*Provided data*:
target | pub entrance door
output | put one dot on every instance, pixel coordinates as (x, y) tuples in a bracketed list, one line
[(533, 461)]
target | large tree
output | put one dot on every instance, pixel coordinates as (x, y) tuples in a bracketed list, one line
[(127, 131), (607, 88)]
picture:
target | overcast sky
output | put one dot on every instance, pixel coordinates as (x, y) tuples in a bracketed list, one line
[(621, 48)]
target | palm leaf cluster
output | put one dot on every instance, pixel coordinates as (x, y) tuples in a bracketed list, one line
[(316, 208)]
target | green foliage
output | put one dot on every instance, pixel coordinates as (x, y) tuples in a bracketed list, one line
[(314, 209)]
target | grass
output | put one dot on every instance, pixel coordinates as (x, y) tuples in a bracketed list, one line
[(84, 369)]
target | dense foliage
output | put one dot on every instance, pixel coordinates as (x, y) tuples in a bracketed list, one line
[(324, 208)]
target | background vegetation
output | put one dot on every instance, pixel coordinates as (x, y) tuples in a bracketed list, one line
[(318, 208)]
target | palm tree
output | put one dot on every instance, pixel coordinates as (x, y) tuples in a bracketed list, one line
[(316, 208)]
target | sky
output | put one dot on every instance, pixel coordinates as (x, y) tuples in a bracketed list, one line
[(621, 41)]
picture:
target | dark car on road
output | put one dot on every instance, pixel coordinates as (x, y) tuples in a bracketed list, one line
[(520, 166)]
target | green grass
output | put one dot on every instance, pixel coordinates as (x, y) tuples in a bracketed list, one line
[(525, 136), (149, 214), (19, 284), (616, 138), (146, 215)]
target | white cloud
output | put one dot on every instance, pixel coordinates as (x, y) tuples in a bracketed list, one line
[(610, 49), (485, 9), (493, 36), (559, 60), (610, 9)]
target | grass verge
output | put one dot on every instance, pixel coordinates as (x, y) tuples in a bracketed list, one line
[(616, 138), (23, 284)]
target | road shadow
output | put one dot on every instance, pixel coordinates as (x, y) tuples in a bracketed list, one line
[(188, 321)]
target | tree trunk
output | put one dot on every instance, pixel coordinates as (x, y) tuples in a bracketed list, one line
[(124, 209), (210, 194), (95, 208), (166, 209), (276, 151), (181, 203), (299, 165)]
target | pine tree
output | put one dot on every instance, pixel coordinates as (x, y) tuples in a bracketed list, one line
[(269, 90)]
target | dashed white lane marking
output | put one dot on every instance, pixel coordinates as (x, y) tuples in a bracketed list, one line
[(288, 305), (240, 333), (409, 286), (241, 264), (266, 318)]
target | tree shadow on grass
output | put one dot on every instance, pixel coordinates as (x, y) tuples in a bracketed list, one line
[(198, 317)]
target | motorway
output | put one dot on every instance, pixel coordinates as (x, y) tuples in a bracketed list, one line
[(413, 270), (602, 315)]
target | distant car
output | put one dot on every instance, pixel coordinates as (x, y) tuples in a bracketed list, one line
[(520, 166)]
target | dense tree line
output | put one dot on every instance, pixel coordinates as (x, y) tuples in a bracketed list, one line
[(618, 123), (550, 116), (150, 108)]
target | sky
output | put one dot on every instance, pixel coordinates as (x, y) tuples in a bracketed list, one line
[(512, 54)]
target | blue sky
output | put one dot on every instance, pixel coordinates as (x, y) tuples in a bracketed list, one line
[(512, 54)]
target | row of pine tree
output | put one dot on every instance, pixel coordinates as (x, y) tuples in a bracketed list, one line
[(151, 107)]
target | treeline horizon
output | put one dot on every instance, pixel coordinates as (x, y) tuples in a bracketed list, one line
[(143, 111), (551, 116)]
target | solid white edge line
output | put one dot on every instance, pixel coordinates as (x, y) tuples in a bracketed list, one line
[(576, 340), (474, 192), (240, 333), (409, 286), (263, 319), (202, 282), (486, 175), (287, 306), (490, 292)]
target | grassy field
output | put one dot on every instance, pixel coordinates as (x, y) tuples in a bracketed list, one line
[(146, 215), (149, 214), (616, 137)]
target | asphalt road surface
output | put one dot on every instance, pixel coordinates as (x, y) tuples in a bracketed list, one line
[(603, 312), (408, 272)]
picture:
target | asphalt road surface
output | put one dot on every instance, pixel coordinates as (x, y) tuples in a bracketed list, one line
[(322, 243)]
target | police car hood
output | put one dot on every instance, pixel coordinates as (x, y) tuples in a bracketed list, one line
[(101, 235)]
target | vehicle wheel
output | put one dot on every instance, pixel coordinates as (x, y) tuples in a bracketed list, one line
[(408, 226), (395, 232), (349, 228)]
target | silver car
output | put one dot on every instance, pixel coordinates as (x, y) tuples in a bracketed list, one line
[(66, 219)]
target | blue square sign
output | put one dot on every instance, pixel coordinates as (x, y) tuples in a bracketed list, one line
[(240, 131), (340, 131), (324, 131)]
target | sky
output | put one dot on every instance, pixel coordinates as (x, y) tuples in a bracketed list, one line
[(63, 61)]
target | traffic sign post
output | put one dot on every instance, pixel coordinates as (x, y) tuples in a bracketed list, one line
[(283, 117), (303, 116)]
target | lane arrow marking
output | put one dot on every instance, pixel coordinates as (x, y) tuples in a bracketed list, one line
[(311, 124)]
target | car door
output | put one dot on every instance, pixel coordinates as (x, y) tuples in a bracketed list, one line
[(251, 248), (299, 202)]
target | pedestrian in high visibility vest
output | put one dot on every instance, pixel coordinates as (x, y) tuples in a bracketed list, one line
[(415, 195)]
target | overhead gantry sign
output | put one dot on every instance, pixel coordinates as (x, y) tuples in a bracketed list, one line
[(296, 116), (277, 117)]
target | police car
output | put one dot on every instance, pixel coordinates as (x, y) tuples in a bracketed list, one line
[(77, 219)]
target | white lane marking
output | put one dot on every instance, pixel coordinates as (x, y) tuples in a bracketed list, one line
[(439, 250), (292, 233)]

*Directive*: Set all of the entries down again, exactly as they were given.

*Full answer*:
target | pub entrance door
output | put one dot on every instance, pixel coordinates as (x, y) tuples in a bracketed list, one line
[(533, 461)]
target | large tree
output | put one dot on every instance, pixel coordinates as (x, y) tuples in a bracketed list, one line
[(127, 131), (607, 88)]
picture:
target | overcast sky
output | put one dot on every instance, pixel coordinates as (x, y) tuples in a bracketed list, one line
[(621, 48)]
target | palm leaf cluster
output | put one dot on every instance, pixel coordinates as (x, y) tuples in a bracketed list, one line
[(316, 208)]
target | green foliage
output | put one dot on every instance, pixel coordinates as (x, y) tuples in a bracketed list, one line
[(314, 209)]
target | grass
output | put one dot on every instance, pixel coordinates as (x, y) tuples in a bracketed list, one line
[(84, 369)]
target | dense foliage
output | put one dot on every instance, pixel coordinates as (x, y) tuples in a bracketed list, one line
[(324, 208)]
target | background vegetation
output | put one dot on every instance, pixel coordinates as (x, y) tuples in a bracketed list, one line
[(318, 208)]
target | palm tree
output | put one dot on every instance, pixel coordinates as (x, y) tuples in a bracketed list, one line
[(316, 208)]
target | sky
output | put one dot on every instance, pixel coordinates as (x, y) tuples in a bracketed list, one line
[(621, 41)]
picture:
target | dark car on road
output | put one dot on every instance, pixel coordinates as (x, y) tuples in a bracketed list, one line
[(520, 166)]
target | green grass
output | put one dot on every instance, pixel coordinates as (x, y) tuples in a bracketed list, one line
[(525, 136), (149, 214), (19, 284), (616, 138), (146, 215)]
target | white cloud
output | put one dot on every instance, pixel coordinates as (x, y) tuples in a bracketed list, one line
[(610, 49), (485, 9), (493, 36), (559, 60), (610, 9)]
target | grass verge
output | put one dot on every instance, pixel coordinates as (x, y) tuples in a bracketed list, one line
[(616, 138), (23, 284)]
target | road shadow
output | put one dot on every instance, pixel coordinates as (x, y) tuples in a bracketed list, one line
[(188, 321)]
target | tree trunk
output | put one dot on every instance, pixel coordinates as (x, y) tuples in a bracketed list, one line
[(124, 209), (210, 194), (95, 208), (166, 209), (276, 151), (181, 203), (299, 165)]
target | pine tree
output | put one dot on every instance, pixel coordinates as (x, y) tuples in a bracketed list, one line
[(269, 90)]
target | dashed white lane marking
output | put one dot on every instance, pixel coordinates as (x, y) tuples in a bracketed list, one line
[(288, 305), (240, 333), (409, 286), (241, 264), (266, 318)]
target | tree shadow on grass
output | put one dot on every instance, pixel coordinates as (x, y) tuples in a bracketed list, one line
[(198, 317)]
target | motorway
output | put one dot on every instance, pixel coordinates as (x, y) tuples in a bracketed list, one line
[(413, 270), (602, 315)]
target | distant car
output | put one dot on every instance, pixel coordinates as (x, y) tuples in a bracketed list, one line
[(520, 166)]
target | dense tree line
output | put one dot on every instance, pixel coordinates as (x, y) tuples in a bracketed list, one line
[(618, 123), (550, 116), (150, 108)]
target | sky
output | put one dot on every instance, pixel coordinates as (x, y) tuples in a bracketed list, one line
[(512, 54)]
target | blue sky
output | put one dot on every instance, pixel coordinates as (x, y) tuples in a bracketed list, one line
[(512, 54)]
target | row of pine tree
output | put one dot on every instance, pixel coordinates as (x, y) tuples in a bracketed list, one line
[(151, 107)]
target | treeline horizon
output | put one dot on every instance, pixel coordinates as (x, y) tuples in a bracketed list, one line
[(143, 111), (551, 116)]
target | solid white edge line
output | put one dot on every instance, pixel coordinates as (x, y) tuples in a bracketed list, one line
[(576, 340), (474, 192), (240, 333), (409, 286), (263, 319), (202, 282), (486, 175), (287, 306), (490, 292)]
target | grassy field
output | put one dot on every instance, pixel coordinates as (x, y) tuples in a bracketed list, one line
[(146, 215), (149, 214), (616, 137)]
target | asphalt road surface
output | put one dot on every instance, pixel coordinates as (x, y) tuples in a bracketed list, one line
[(603, 312), (408, 272)]
picture:
target | asphalt road surface
output | put one dot on every instance, pixel coordinates as (x, y) tuples in a bracketed list, one line
[(322, 243)]
target | police car hood
output | put one dot on every instance, pixel coordinates as (x, y) tuples in a bracketed list, one line
[(101, 235)]
target | vehicle wheel
output | put one dot on every instance, pixel coordinates as (x, y) tuples in a bracketed list, one line
[(408, 226), (395, 232), (349, 228)]
target | silver car
output | put one dot on every instance, pixel coordinates as (x, y) tuples in a bracketed list, one line
[(66, 219)]
target | blue square sign
output | put one dot on every instance, pixel coordinates as (x, y) tuples in a bracketed list, one line
[(240, 131), (340, 131), (324, 131)]
target | sky
output | put one dot on every instance, pixel coordinates as (x, y) tuples in a bracketed list, one line
[(63, 61)]
target | traffic sign post
output | put one dot on every instance, pixel coordinates as (x, y) tuples in a bracketed list, one line
[(283, 117), (303, 116)]
target | lane arrow marking
output | put one dot on every instance, pixel coordinates as (x, y) tuples in a bracketed list, one line
[(311, 124)]
target | car door
output | put one dot on every instance, pixel coordinates as (x, y) tuples in a bracketed list, one line
[(251, 248), (299, 202)]
target | pedestrian in high visibility vest
output | put one dot on every instance, pixel coordinates as (x, y) tuples in a bracketed list, one line
[(415, 195)]
target | overhead gantry sign
output | put one dot on every instance, pixel coordinates as (x, y) tuples in a bracketed list, one line
[(296, 116), (277, 117)]
target | police car
output | put one dot on every instance, pixel coordinates as (x, y) tuples in a bracketed list, one line
[(77, 219)]
target | white lane marking
output | put one dot on every instance, pixel coordinates as (x, y) tuples in a bracketed list, one line
[(439, 250), (292, 233)]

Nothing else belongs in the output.